### Page
Very nice. I wish Parr Lumber had bicycle parking.

B. Carfree
B. Carfree
8 years ago
Reply to  rick

I once had a lumber supplier refuse to sell to me if I was going to bring it home, all of one mile, on my bike. It was an inconvenience to go get a motor vehicle just to haul a bit of lumber, and arguably less safe. Twenty-four foot long boards aren’t any problem to carry on a bike, I’ve done that and more many times, but carrying them on a pick-up was nerve-wracking.

joel
8 years ago
Reply to  rick

ive taken many a load of sometimes ridiculous stuff (300 lbs of 16′ 2x(4-16)s… multiple sheets of plywood… *way* too much bagged concrete…) on my cargo bike from parr lumber on ne mlk over the last 10 years. theyve never batted an eye about me pulling through in the line just like i was a “normal” truck.

Adam
8 years ago

This is terrific. I love what B-Line is doing for freight delivery! Unfortunately, until we outlaw large trucks from the majority of Portland streets (including greenways, which should be a no-brainer!) bike freight will remain a niche market.

Chris I
Chris I
8 years ago
Reply to  Adam

Agreed. This problem needs to be attacked at both ends.

– Absolutely no articulating trailers in the city
– Side and rear under-ride protection required
– Additional blind spot mirrors

This needs to happen at the state level, but that is unlikely. I would like to hear a city council or mayoral candidate talk about this major safety problem.

Mike Quigley
Mike Quigley
8 years ago

For small, light loads and short distances okay. But for most deliveries, uh-uh. Urbanites still like lots of stuff. BIG stuff!

Eric Leifsdad
Eric Leifsdad
8 years ago
Reply to  Mike Quigley

Several deliveries probably fit within 800lb and a few miles. A 1000W rated motor (looks like this has an ecospeed) peaks around 2hp. A big truck can do a long route and has 8x the space, but how much time is spent parking or circling due to limited agility?

Dig the mudflaps. I always wonder about the visibility with that huge box. How about a tall trike with the rider on top of the box? That would add the rider’s weight to the suspension damping but it would have to be a swing bike to improve roll-over cornering speed with the delta configuration.

### Provided data
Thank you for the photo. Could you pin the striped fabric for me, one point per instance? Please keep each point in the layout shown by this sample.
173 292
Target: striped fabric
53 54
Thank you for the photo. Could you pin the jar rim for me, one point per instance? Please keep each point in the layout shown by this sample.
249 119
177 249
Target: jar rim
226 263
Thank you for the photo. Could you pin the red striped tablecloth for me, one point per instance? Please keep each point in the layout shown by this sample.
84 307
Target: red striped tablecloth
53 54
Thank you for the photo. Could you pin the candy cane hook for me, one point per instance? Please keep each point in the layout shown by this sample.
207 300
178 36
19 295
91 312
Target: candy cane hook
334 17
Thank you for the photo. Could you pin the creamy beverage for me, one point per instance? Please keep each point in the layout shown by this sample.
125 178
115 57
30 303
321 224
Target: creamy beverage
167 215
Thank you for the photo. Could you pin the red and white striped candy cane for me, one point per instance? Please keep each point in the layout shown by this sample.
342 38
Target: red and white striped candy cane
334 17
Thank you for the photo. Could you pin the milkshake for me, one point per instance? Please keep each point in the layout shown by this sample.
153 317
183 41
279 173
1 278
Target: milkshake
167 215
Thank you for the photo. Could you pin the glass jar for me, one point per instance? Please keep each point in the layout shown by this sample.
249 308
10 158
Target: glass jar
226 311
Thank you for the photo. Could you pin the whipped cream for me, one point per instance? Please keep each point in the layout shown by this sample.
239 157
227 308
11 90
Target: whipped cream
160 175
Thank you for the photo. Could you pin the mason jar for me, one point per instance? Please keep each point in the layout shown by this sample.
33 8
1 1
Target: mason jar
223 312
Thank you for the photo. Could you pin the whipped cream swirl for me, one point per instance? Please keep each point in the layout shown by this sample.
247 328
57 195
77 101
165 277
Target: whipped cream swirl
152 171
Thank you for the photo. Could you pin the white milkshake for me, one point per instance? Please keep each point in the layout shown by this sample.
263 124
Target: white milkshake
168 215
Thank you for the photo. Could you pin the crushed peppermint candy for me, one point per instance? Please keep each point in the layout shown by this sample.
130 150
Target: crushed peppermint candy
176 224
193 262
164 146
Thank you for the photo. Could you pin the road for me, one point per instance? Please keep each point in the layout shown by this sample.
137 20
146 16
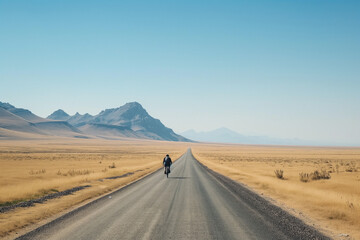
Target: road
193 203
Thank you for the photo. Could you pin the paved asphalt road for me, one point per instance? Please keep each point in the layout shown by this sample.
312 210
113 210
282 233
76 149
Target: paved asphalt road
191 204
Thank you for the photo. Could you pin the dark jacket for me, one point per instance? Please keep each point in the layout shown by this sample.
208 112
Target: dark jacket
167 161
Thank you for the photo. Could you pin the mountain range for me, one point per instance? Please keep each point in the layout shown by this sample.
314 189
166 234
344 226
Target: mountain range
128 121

--

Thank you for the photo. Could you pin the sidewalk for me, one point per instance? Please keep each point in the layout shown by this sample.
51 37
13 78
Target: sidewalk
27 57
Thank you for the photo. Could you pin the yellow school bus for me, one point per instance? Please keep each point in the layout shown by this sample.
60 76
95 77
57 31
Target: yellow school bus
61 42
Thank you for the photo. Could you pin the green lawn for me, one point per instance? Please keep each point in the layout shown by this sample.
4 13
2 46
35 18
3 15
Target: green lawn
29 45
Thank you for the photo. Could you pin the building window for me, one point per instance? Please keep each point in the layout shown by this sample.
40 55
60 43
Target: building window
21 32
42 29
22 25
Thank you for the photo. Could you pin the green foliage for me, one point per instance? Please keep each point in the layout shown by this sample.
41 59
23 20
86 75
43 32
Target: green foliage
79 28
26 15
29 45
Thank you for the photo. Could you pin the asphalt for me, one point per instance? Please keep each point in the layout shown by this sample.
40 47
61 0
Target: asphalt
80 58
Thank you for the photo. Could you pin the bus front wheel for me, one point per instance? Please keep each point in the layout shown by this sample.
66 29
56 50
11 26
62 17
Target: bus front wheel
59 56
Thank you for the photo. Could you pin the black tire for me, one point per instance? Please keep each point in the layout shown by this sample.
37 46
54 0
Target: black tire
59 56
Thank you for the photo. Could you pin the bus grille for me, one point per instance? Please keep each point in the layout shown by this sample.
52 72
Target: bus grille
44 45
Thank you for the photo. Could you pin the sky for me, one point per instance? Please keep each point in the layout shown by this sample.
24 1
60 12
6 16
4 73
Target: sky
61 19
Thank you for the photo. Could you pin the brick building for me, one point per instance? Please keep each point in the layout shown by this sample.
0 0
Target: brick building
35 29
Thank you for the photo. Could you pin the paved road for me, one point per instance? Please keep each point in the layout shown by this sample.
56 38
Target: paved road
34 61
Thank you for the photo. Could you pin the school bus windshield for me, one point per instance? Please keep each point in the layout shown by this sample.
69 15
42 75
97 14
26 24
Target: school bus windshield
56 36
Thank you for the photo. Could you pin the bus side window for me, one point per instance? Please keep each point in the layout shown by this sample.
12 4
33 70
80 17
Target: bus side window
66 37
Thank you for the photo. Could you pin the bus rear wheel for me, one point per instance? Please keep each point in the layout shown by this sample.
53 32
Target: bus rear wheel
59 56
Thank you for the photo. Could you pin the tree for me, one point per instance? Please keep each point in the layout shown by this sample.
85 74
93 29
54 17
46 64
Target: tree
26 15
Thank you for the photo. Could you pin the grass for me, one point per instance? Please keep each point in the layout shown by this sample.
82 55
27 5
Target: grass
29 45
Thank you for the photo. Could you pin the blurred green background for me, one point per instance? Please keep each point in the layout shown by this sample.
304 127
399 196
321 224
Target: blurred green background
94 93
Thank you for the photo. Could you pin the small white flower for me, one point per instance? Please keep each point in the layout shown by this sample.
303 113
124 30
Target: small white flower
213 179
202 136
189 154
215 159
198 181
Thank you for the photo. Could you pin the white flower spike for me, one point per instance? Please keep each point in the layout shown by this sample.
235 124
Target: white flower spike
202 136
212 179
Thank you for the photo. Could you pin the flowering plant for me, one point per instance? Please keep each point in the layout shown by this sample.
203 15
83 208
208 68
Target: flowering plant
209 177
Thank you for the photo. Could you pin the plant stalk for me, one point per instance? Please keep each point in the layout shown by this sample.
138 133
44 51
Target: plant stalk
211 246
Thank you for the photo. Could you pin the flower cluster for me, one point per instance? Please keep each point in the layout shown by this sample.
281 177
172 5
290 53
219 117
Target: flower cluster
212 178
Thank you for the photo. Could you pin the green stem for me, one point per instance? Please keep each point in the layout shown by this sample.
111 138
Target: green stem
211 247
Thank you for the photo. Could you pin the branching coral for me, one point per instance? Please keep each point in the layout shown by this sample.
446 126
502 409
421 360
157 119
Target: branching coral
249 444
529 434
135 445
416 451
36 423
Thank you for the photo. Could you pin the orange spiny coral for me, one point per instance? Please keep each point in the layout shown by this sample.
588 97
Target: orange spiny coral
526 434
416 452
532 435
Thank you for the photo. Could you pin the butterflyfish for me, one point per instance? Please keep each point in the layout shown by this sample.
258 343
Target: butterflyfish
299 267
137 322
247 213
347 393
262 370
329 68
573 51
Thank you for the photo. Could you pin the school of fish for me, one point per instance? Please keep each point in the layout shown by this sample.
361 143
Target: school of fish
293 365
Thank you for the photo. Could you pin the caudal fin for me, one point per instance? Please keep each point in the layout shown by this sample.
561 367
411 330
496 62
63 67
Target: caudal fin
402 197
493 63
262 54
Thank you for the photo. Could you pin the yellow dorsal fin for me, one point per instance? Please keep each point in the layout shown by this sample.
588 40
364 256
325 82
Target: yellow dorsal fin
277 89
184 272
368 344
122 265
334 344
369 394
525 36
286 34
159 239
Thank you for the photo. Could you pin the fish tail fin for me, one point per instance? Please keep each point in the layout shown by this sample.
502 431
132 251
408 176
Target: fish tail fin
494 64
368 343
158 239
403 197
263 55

### Objectives
1. In the comment thread, how would you render "This needs to happen at the state level, but that is unlikely." in Spanish?
2. Could you retype the comment thread from "For small, light" to "the delta configuration."?

### Solutions to the tasks
1. Esto tiene que ocurrir a nivel estatal, pero es poco probable.

2.
For small, light loads and short distances okay. But for most deliveries, uh-uh. Urbanites still like lots of stuff. BIG stuff!

Eric Leifsdad
Eric Leifsdad
8 years ago
Reply to  Mike Quigley

Several deliveries probably fit within 800lb and a few miles. A 1000W rated motor (looks like this has an ecospeed) peaks around 2hp. A big truck can do a long route and has 8x the space, but how much time is spent parking or circling due to limited agility?

Dig the mudflaps. I always wonder about the visibility with that huge box. How about a tall trike with the rider on top of the box? That would add the rider’s weight to the suspension damping but it would have to be a swing bike to improve roll-over cornering speed with the delta configuration.